## BEGIN Provided records
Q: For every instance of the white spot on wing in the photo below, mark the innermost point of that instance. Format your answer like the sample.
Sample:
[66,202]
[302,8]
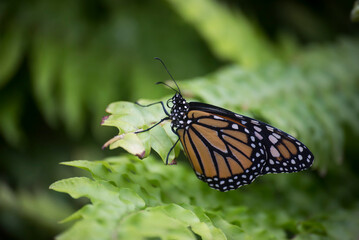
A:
[258,135]
[276,135]
[274,151]
[272,139]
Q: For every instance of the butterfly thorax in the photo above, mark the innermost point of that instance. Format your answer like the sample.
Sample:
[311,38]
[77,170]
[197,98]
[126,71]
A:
[179,111]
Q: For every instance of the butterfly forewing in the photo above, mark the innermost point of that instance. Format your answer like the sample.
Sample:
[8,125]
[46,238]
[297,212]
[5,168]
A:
[222,152]
[229,150]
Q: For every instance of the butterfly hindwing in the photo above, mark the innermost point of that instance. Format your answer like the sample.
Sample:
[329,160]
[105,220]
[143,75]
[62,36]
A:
[284,153]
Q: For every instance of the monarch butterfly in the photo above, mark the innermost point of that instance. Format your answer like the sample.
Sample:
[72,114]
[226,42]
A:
[228,150]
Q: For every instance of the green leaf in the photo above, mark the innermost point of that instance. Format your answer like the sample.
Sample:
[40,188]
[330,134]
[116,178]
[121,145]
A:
## END Provided records
◆ The problem ◆
Copy out the listing word for word, from the line containing "Q: For every instance of the monarch" through the final line of the listing, both included.

◆ Output ◆
Q: For every instance of the monarch butterfly in the photo above, mark the innermost point of that instance. Format your answer like the sample.
Sample:
[72,114]
[226,42]
A:
[228,150]
Q: For every instance of the green leaf in the photo above, mark the innermost point of that instance. Format your answer like the sample.
Sample:
[40,188]
[330,134]
[116,178]
[121,145]
A:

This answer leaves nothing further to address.